--- Raw data Enclosed Below ---
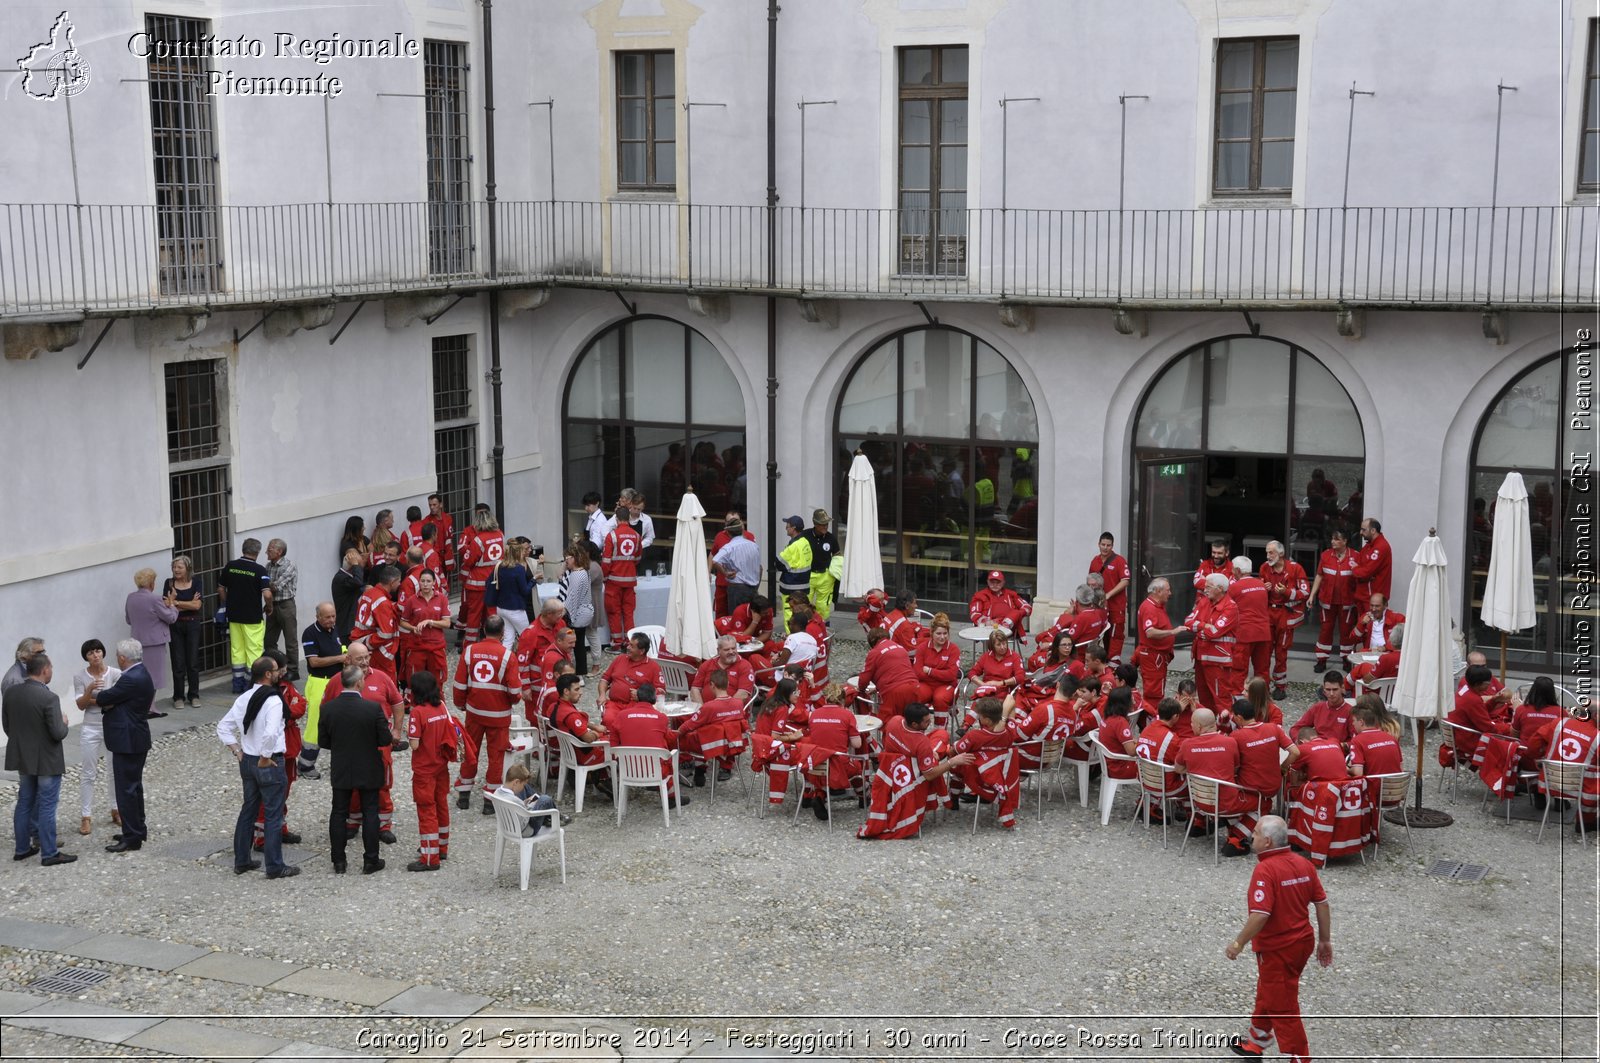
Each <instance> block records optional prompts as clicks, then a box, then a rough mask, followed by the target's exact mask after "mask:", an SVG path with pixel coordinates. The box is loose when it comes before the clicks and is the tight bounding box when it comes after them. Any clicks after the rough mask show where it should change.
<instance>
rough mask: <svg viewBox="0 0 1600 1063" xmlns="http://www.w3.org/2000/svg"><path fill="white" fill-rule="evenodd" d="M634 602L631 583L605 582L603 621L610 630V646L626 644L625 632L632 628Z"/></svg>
mask: <svg viewBox="0 0 1600 1063" xmlns="http://www.w3.org/2000/svg"><path fill="white" fill-rule="evenodd" d="M635 600H637V596H635V594H634V584H632V583H616V581H614V580H606V581H605V620H606V624H610V628H611V645H626V644H627V632H629V629H630V628H632V626H634V602H635Z"/></svg>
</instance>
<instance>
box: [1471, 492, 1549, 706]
mask: <svg viewBox="0 0 1600 1063" xmlns="http://www.w3.org/2000/svg"><path fill="white" fill-rule="evenodd" d="M1480 616H1482V618H1483V623H1485V624H1488V626H1490V628H1494V629H1498V631H1499V632H1501V682H1506V636H1507V632H1512V631H1526V629H1528V628H1533V626H1534V623H1538V615H1536V613H1534V607H1533V525H1531V523H1530V519H1528V488H1526V487H1525V485H1523V482H1522V472H1507V474H1506V480H1504V482H1501V488H1499V493H1498V495H1496V498H1494V541H1493V544H1491V546H1490V576H1488V583H1486V584H1485V586H1483V612H1482V613H1480Z"/></svg>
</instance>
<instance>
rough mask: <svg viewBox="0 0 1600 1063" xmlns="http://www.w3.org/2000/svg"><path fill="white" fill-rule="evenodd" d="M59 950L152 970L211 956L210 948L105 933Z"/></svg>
mask: <svg viewBox="0 0 1600 1063" xmlns="http://www.w3.org/2000/svg"><path fill="white" fill-rule="evenodd" d="M59 951H61V953H66V954H67V956H86V957H88V959H102V961H106V962H107V964H126V965H128V967H149V969H150V970H173V969H176V967H182V965H184V964H187V962H190V961H197V959H200V957H202V956H210V954H211V951H210V949H202V948H195V946H194V945H173V943H171V941H155V940H154V938H136V937H130V935H126V933H101V935H96V937H93V938H85V940H83V941H74V943H72V945H67V946H62V948H61V949H59Z"/></svg>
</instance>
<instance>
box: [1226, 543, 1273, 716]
mask: <svg viewBox="0 0 1600 1063" xmlns="http://www.w3.org/2000/svg"><path fill="white" fill-rule="evenodd" d="M1251 568H1253V564H1251V560H1250V559H1248V557H1245V556H1243V554H1240V556H1238V557H1235V559H1234V583H1232V584H1230V586H1229V588H1227V597H1229V599H1232V602H1234V605H1237V607H1238V631H1237V632H1235V634H1234V637H1235V639H1237V642H1235V644H1234V671H1232V682H1230V684H1229V696H1230V700H1232V698H1237V696H1238V695H1240V693H1243V690H1245V680H1246V679H1248V677H1250V676H1248V672H1250V671H1251V669H1254V674H1256V676H1269V674H1270V672H1272V613H1270V608H1269V607H1267V605H1269V604H1267V584H1266V583H1262V581H1261V580H1258V578H1256V576H1253V575H1250V573H1251Z"/></svg>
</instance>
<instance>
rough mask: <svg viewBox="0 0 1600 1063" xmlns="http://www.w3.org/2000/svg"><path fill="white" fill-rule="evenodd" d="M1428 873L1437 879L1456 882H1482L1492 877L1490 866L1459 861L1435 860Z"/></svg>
mask: <svg viewBox="0 0 1600 1063" xmlns="http://www.w3.org/2000/svg"><path fill="white" fill-rule="evenodd" d="M1427 872H1429V874H1430V876H1434V877H1437V879H1453V880H1456V882H1482V880H1483V879H1486V877H1488V876H1490V866H1488V864H1469V863H1462V861H1459V860H1435V861H1434V866H1432V868H1429V869H1427Z"/></svg>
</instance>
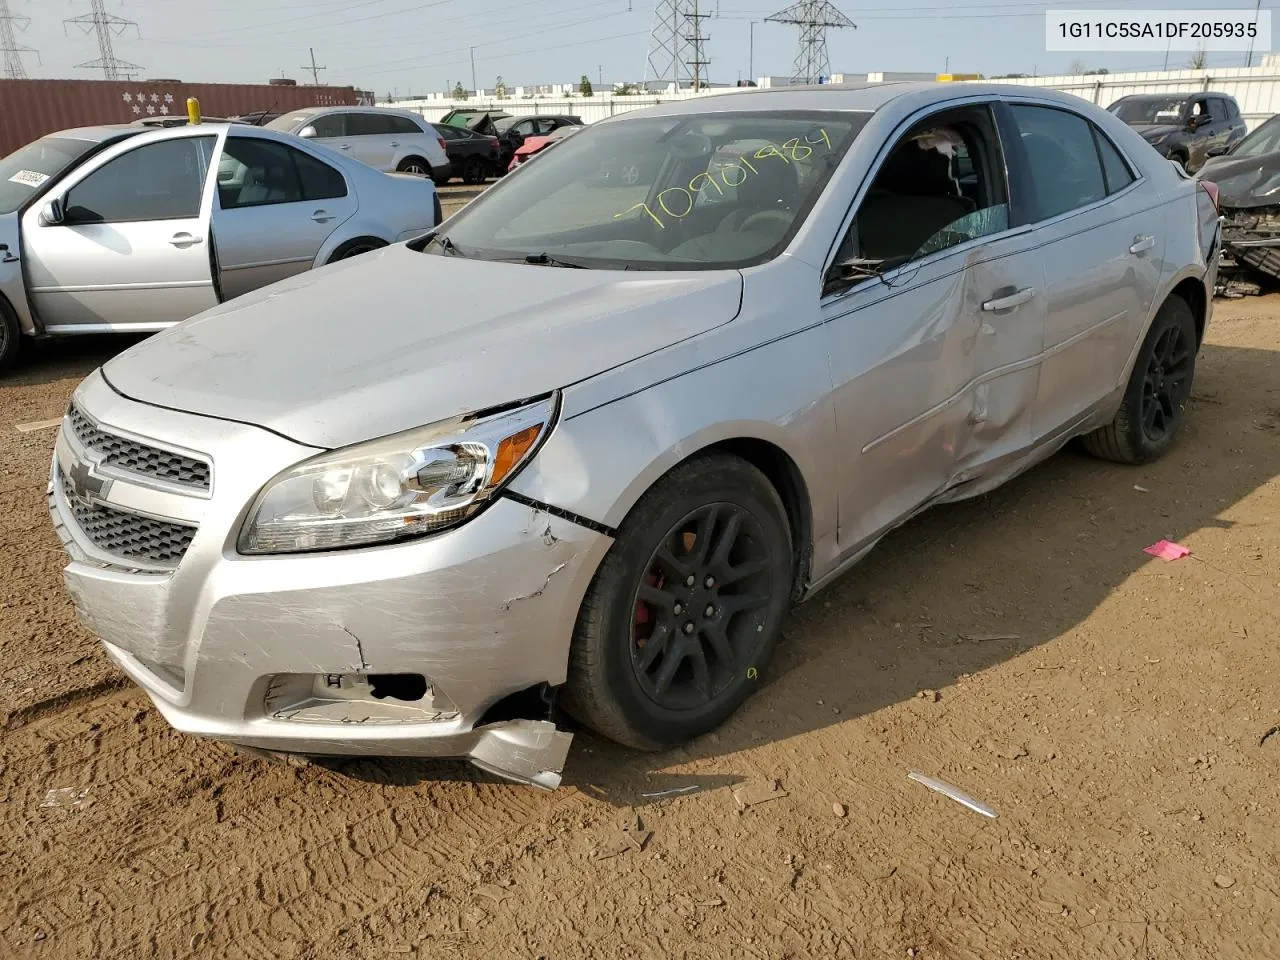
--- End of Enclosed Raw data ---
▶ [Required action]: Exclude all images and restate the records above word for word.

▶ [Answer to this problem]:
Each <instance> block records optional prompts as clicks, then a box, then a rough mask, followed by the target's exact mask after "mask:", an SVG path with pixel coordinates. The box is loose when it comes before the clicks and is the tight bounding box when it comes after them. Any clicks after the rough mask show where it should change.
<instance>
rough mask: <svg viewBox="0 0 1600 1063" xmlns="http://www.w3.org/2000/svg"><path fill="white" fill-rule="evenodd" d="M634 602L631 583L605 582L603 621L610 630V646L626 644L625 632L632 628Z"/></svg>
mask: <svg viewBox="0 0 1600 1063" xmlns="http://www.w3.org/2000/svg"><path fill="white" fill-rule="evenodd" d="M635 600H637V596H635V594H634V584H632V583H616V581H614V580H606V581H605V620H606V624H610V628H611V645H626V644H627V632H629V629H630V628H632V626H634V602H635Z"/></svg>
</instance>
<instance>
box: [1471, 492, 1549, 706]
mask: <svg viewBox="0 0 1600 1063" xmlns="http://www.w3.org/2000/svg"><path fill="white" fill-rule="evenodd" d="M1480 616H1482V618H1483V623H1485V624H1488V626H1490V628H1494V629H1498V631H1499V632H1501V682H1506V636H1507V632H1512V631H1526V629H1528V628H1533V626H1534V623H1538V615H1536V613H1534V607H1533V525H1531V523H1530V519H1528V488H1526V487H1525V485H1523V482H1522V472H1507V474H1506V480H1504V482H1501V488H1499V493H1498V495H1496V498H1494V541H1493V544H1491V546H1490V576H1488V583H1486V584H1485V586H1483V612H1482V613H1480Z"/></svg>
</instance>
<instance>
rough mask: <svg viewBox="0 0 1600 1063" xmlns="http://www.w3.org/2000/svg"><path fill="white" fill-rule="evenodd" d="M59 950L152 970L211 956L210 948L105 933Z"/></svg>
mask: <svg viewBox="0 0 1600 1063" xmlns="http://www.w3.org/2000/svg"><path fill="white" fill-rule="evenodd" d="M59 951H61V953H66V954H67V956H86V957H88V959H102V961H106V962H107V964H126V965H128V967H149V969H150V970H173V969H176V967H182V965H184V964H187V962H190V961H197V959H200V957H202V956H210V954H211V951H210V949H202V948H195V946H194V945H173V943H171V941H155V940H154V938H136V937H130V935H126V933H101V935H96V937H93V938H85V940H83V941H74V943H72V945H67V946H62V948H61V949H59Z"/></svg>
</instance>
<instance>
box: [1226, 543, 1273, 716]
mask: <svg viewBox="0 0 1600 1063" xmlns="http://www.w3.org/2000/svg"><path fill="white" fill-rule="evenodd" d="M1251 568H1253V564H1251V560H1250V559H1248V557H1245V556H1243V554H1240V556H1238V557H1235V559H1234V583H1232V584H1230V586H1229V588H1227V597H1229V599H1232V602H1234V605H1237V607H1238V631H1237V632H1235V634H1234V637H1235V639H1237V642H1235V644H1234V671H1232V682H1230V684H1229V696H1230V700H1232V698H1237V696H1238V695H1240V693H1243V690H1245V680H1246V679H1248V677H1250V676H1248V672H1250V671H1251V669H1254V674H1256V676H1269V674H1270V672H1272V613H1270V608H1269V607H1267V605H1269V604H1267V584H1266V583H1262V581H1261V580H1258V578H1256V576H1253V575H1250V573H1251Z"/></svg>
</instance>
<instance>
rough mask: <svg viewBox="0 0 1600 1063" xmlns="http://www.w3.org/2000/svg"><path fill="white" fill-rule="evenodd" d="M1428 873L1437 879L1456 882H1482L1492 877L1490 866L1459 861L1435 860Z"/></svg>
mask: <svg viewBox="0 0 1600 1063" xmlns="http://www.w3.org/2000/svg"><path fill="white" fill-rule="evenodd" d="M1427 872H1429V874H1430V876H1434V877H1437V879H1453V880H1456V882H1482V880H1483V879H1486V877H1488V876H1490V866H1488V864H1469V863H1462V861H1459V860H1435V861H1434V866H1432V868H1429V869H1427Z"/></svg>
</instance>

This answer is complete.